*** Excerpted text Section Begins ***

Gilchrist MD, O'Donoghue D, Horgan TJ. Int. J. Crashworthiness 2001; 6(2): 253-262.

Copyright

(Copyright © 2001, Informa - Taylor and Francis Group)

DOI

unavailable

PMID

unavailable

Abstract

A two-dimensional plane strain finite element representation of the head was constructed and incorporated a single layered skull, cerebrospinal fluid layer, and the brain. The model that was taken in an off-centre, mid-sagittal plane in an anterior-posterior direction was used to investigate the dynamic response of the human head when subject to direct translational impact events. The physiological consequences of modelling a viscoelastic brain instead of an elastic brain were established. The influence of the stiffness of the brain matter upon the response of the head and the effect of different impact sites were also modelled. The foramen magnum was shown to have a direct influence upon the magnitude of the strains predicted to develop within the intracranial contents. The first resonant natural frequency of the head was predicted by the model as being 126 Hz. The mode shape associated with this first resonant frequency indicated that the brain mass would rotate around a point that was located at the centre of a circle which circumscribed the boundary of the skull in the sagittal plane. Compressive and tensile strains were predicted at the coup and contrecoup sites for both frontal and occipital impact events by both elastic and viscoelastic analyses. These correspond directly to coup and contrecoup injuries similar to those witnessed in clinical studies that involve translational deceleration. The effects of damping and the absorption of impact energy are more accurately modelled by using viscoelastic constitutive properties for the brain material. The initial response is no different from that predicted using elastic properties, namely, compression (negative strain or positive pressure) develops at the site of coup contusion with tension (positive strain or negative pressure) developing at the contrecoup site immediately following impact. Elastic properties fail to account for the transient response by which strain levels attenuate with time and tensile and compressive waves reverberate between the contrecoup and coup sites within the brain.

*** Excerpted text Section Ends ***
*** The data Section Begins ***

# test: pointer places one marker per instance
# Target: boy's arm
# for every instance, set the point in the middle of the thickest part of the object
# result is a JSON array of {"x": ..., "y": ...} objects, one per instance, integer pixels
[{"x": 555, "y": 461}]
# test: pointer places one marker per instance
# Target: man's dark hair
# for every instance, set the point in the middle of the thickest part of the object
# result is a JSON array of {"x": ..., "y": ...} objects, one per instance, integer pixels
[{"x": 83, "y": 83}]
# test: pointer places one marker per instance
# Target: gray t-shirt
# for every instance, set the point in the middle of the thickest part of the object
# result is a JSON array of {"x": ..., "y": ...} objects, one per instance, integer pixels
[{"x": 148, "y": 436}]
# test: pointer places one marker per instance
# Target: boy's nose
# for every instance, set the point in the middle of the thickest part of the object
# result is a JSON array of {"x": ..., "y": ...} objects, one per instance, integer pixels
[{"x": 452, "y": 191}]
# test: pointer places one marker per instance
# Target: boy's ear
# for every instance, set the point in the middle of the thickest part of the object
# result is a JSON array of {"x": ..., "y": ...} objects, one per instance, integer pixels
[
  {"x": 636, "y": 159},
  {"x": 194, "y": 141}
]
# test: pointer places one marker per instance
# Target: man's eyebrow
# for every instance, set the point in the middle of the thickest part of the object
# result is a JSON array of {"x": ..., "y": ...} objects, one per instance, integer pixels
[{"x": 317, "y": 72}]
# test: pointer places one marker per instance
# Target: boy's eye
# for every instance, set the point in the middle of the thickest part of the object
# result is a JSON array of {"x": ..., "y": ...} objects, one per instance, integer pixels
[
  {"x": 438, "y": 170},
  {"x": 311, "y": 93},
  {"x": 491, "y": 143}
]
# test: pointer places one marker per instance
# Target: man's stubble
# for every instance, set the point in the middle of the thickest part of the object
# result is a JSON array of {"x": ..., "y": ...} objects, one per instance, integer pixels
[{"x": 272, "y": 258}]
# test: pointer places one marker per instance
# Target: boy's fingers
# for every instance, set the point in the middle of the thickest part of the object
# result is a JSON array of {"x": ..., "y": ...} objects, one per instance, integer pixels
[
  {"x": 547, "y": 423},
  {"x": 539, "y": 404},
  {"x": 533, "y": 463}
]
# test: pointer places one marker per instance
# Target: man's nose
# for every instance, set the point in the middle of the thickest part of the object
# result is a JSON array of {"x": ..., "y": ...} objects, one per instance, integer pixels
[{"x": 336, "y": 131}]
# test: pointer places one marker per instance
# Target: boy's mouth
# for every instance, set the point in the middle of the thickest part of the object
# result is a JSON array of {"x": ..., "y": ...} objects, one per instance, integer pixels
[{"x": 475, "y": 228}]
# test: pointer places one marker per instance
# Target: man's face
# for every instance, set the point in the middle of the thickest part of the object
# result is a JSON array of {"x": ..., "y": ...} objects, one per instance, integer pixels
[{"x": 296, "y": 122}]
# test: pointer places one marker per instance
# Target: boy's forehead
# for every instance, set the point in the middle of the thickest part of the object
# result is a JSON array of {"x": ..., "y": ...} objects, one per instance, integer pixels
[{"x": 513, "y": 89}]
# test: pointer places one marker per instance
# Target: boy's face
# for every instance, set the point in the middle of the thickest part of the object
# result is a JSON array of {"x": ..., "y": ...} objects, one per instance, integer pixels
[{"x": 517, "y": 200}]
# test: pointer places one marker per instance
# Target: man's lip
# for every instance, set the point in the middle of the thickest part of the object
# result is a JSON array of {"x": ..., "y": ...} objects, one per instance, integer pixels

*** The data Section Ends ***

▸ What to do:
For each statement, say yes or no to whether it agrees with the head-impact abstract, and quote the words of the abstract that decide it. (a) The model predicted 126 Hz as the head's first resonant natural frequency. (b) Elastic properties capture the way strain levels attenuate with time. (c) The model's skull was built with two layers. These lines stand apart from the abstract and are separate material.

▸ Task solution:
(a) Yes: "The first resonant natural frequency of the head was predicted by the model as being 126 Hz."
(b) No: "Elastic properties fail to account for the transient response by which strain levels attenuate with time"
(c) No: "incorporated a single layered skull"